### Selected extract

━━━━━━━━━━━━━━━━━━━━

The survey inspected the knowledge of erectile dysfunction of 3,032 men and women of different age groups between 20 and 70 years old in Spain, France, Germany and the UK.
When they were asked what ED is, the majority of respondents either stated incorrect answers or didn’t know what exactly ED is. Those who were single were the least likely to know the definition of ED.
The EAU Guidelines 2020 on Sexual and Reproductive Health state that “epidemiological data have shown a high prevalence and incidence of ED worldwide.”
“The risk of having ED increases with age, but it affects men of all ages and ethnicities. As a result, there should not be any taboo about it. Although I am happy to see that the majority of the respondents who have experience with ED say to talk about it, there is still room for improvement,” says Prof. Christopher Chapple, Secretary General of the EAU.
One in four of the respondents who have a partner who has previously experienced ED, approximately admitted to not talking about it with anyone.
People suffering with ED often feel uncomfortable to talk about ED and this is the main reason for not seeking professional help.
“Clearly ED is a common medical condition and there’s absolutely no need for shame. Talk about it with each other. This will provide relief and will take away some of the pressure. Communication is the key to breaking the taboo,” Prof. Chapple emphasizes.
A small majority of people with ED seek medical advice from a health care professional. People aged around 20-30 years old are the least likely to see a General practitioner, but the most likely to see a sexual therapist or psychologist.
One in four of the respondents had never heard of any of the treatments for ED listed in the survey: medication, sexual education and relationship therapy, a vacuum erection device, penile injections, penile implants, shockwave therapy, and topical therapies.
“I understand that ED might feel like a private matter to you. But this should not prevent you from improving your quality of life. Please talk about it and seek help,” says Prof. Chapple.

━━━━━━━━━━━━━━━━━━━━

### Exercise
Answer these questions from the passage above about the erectile dysfunction survey.
(a) How many men and women did the survey inspect?
(b) Which respondents were the least likely to know the definition of ED?
(c) What position does Prof. Christopher Chapple hold?

━━━━━━━━━━━━━━━━━━━━

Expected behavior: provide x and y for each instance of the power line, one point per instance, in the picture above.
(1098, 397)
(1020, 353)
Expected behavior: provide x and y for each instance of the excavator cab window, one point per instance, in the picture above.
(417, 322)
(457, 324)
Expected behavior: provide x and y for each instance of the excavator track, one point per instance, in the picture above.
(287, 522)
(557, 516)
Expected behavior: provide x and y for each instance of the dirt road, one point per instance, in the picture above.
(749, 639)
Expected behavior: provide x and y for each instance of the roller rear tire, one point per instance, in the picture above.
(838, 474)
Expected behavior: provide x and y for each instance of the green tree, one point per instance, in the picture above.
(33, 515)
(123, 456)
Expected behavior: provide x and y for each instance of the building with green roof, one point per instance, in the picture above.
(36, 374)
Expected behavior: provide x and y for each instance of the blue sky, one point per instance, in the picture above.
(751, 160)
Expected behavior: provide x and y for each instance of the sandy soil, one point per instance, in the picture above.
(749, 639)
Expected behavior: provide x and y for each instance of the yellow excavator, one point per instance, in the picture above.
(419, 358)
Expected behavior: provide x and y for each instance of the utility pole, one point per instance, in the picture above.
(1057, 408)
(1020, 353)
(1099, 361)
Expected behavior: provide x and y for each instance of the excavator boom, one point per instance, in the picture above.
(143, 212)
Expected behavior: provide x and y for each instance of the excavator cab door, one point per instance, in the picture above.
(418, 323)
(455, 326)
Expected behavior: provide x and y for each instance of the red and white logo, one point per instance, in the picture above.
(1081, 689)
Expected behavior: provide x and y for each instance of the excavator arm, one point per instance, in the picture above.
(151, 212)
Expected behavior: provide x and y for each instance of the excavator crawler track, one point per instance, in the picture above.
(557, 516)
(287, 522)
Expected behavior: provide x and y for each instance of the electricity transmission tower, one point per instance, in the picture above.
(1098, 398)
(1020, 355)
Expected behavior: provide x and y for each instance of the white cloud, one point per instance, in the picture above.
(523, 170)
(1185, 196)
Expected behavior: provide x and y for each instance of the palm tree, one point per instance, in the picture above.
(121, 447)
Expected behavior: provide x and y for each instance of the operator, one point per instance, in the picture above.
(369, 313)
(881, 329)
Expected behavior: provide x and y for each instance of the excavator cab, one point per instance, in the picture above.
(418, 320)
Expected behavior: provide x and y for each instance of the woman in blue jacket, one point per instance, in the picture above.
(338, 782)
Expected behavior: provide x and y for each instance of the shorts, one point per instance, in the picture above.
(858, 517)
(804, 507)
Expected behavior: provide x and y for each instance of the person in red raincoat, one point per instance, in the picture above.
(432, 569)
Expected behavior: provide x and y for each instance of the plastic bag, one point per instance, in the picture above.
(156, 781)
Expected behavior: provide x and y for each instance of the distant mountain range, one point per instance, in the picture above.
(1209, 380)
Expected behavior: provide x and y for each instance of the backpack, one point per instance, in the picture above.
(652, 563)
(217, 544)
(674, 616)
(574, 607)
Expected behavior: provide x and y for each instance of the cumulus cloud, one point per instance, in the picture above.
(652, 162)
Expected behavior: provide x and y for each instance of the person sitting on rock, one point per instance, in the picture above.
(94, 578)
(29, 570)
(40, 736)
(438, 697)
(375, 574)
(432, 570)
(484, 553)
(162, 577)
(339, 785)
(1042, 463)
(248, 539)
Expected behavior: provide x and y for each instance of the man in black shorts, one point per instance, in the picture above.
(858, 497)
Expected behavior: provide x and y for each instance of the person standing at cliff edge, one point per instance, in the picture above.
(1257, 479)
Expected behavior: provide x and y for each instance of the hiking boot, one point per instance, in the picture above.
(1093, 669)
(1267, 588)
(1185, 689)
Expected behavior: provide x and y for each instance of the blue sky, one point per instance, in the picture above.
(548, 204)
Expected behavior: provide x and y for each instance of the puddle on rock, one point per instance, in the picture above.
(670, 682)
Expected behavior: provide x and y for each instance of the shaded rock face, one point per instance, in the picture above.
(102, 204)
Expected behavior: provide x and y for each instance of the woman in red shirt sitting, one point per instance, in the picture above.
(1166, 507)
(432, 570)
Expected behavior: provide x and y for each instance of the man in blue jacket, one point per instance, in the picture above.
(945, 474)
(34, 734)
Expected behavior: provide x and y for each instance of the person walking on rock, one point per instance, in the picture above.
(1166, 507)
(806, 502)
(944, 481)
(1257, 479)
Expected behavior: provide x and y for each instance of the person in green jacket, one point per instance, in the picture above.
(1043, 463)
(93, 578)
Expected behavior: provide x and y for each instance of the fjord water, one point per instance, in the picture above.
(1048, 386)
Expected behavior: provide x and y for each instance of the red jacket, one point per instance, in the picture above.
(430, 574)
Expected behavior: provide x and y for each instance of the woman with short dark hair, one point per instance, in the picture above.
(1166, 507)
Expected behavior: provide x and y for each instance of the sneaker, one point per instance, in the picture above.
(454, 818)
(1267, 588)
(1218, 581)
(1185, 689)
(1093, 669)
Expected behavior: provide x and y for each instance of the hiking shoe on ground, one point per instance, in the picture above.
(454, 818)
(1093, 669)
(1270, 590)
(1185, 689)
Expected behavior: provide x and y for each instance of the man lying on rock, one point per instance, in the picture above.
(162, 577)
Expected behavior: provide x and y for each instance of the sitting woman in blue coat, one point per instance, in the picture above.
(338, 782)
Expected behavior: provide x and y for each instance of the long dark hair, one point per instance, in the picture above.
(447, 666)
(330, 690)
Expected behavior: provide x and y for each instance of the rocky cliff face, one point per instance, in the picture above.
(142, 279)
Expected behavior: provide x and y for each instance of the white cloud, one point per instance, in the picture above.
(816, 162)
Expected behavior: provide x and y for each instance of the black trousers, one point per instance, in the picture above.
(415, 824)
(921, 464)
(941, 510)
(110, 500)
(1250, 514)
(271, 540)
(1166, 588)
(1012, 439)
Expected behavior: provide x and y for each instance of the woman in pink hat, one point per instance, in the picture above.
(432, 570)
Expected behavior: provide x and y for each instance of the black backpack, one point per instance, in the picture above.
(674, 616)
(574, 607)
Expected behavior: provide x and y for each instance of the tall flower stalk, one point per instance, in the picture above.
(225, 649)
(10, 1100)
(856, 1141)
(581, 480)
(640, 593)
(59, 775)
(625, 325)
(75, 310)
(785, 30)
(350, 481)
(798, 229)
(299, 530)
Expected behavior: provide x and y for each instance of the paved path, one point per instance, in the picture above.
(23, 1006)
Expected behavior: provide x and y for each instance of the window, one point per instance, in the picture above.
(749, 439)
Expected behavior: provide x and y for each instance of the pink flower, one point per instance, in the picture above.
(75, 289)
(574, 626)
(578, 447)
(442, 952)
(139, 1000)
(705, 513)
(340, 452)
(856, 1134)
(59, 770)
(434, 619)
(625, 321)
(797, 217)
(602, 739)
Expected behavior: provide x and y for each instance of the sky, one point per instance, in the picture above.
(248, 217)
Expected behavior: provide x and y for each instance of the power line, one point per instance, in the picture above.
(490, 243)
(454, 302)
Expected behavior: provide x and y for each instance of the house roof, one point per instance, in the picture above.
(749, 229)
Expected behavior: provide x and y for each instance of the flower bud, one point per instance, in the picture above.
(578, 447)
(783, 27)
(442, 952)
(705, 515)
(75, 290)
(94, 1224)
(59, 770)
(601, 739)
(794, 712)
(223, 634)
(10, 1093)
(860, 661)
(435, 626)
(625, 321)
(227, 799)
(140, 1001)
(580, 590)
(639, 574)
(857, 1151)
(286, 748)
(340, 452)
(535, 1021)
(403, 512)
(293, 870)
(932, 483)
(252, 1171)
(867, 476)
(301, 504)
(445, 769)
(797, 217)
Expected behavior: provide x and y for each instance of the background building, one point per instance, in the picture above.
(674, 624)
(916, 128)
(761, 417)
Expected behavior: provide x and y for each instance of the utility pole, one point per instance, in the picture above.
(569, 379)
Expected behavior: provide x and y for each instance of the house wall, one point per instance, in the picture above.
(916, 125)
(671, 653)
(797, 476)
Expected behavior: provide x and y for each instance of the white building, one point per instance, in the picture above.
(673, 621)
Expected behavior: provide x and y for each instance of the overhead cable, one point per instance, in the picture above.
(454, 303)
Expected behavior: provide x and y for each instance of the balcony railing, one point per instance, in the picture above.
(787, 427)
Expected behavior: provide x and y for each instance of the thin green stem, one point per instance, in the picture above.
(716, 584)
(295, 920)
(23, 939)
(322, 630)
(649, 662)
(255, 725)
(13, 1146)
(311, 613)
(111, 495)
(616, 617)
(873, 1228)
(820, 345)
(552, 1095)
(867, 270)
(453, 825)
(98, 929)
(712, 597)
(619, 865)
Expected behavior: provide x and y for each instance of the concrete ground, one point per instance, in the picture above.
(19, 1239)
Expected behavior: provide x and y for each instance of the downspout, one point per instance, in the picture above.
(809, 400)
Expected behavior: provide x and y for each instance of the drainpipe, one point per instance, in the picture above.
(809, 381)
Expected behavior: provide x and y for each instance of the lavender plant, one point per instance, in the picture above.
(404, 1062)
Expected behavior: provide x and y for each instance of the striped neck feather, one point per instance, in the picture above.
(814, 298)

━━━━━━━━━━━━━━━━━━━━

### Answer section
(a) 3,032
(b) Those who were single
(c) Secretary General of the EAU